■ Task ■
Convert each line of the material below into a JSON list of strings, one string per line, skipping blank lines. Omit the pictures from your answer.

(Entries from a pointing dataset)
○ ○ ○ ○

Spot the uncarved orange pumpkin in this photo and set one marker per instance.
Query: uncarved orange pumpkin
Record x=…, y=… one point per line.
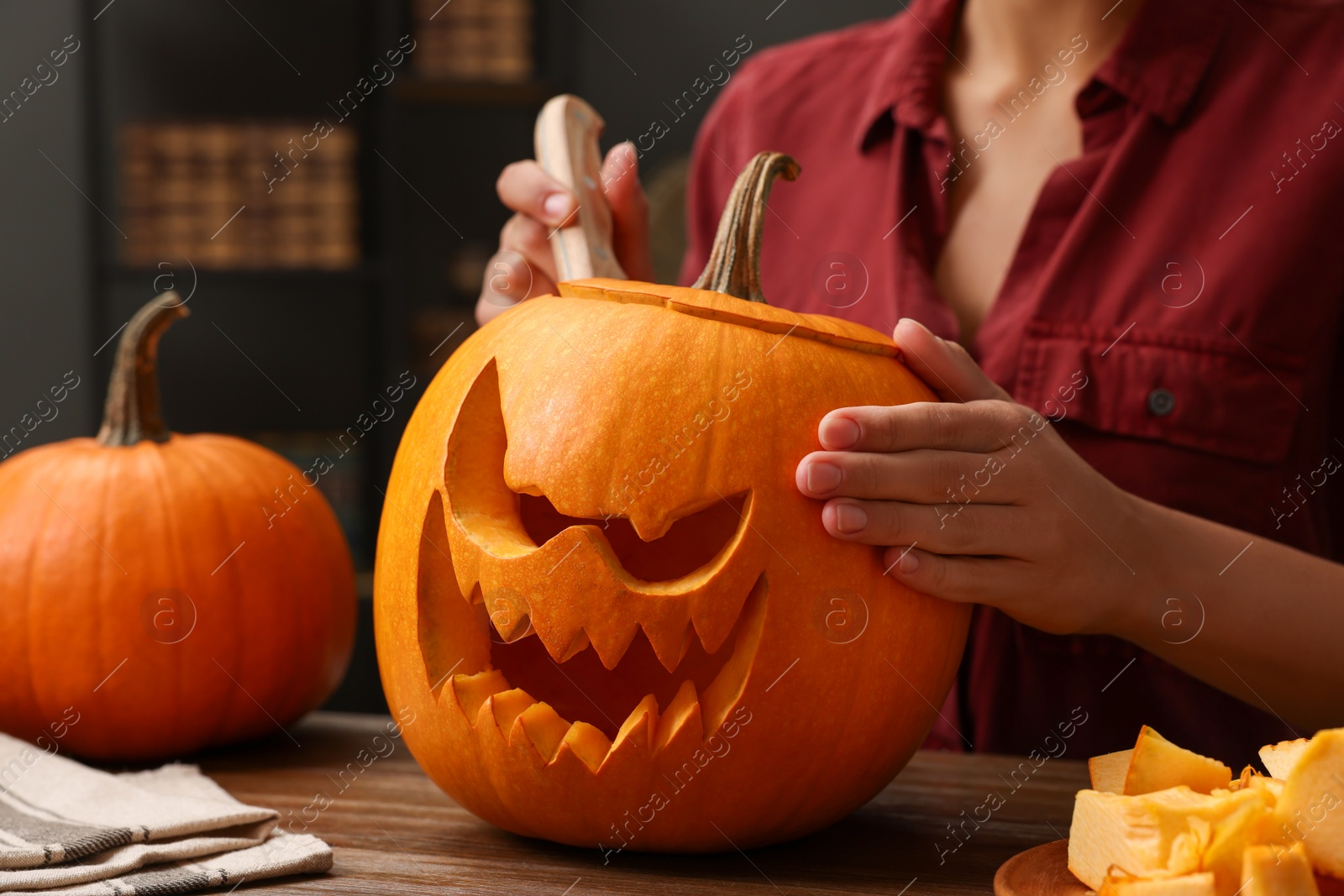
x=616, y=620
x=158, y=595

○ ○ ○ ○

■ Task result ■
[
  "Spot the uncarved orange pumpkin in this photo and set one marker per instance.",
  "Query: uncarved orange pumpkin",
  "Record x=…, y=… one point per line.",
  "x=616, y=620",
  "x=158, y=595"
]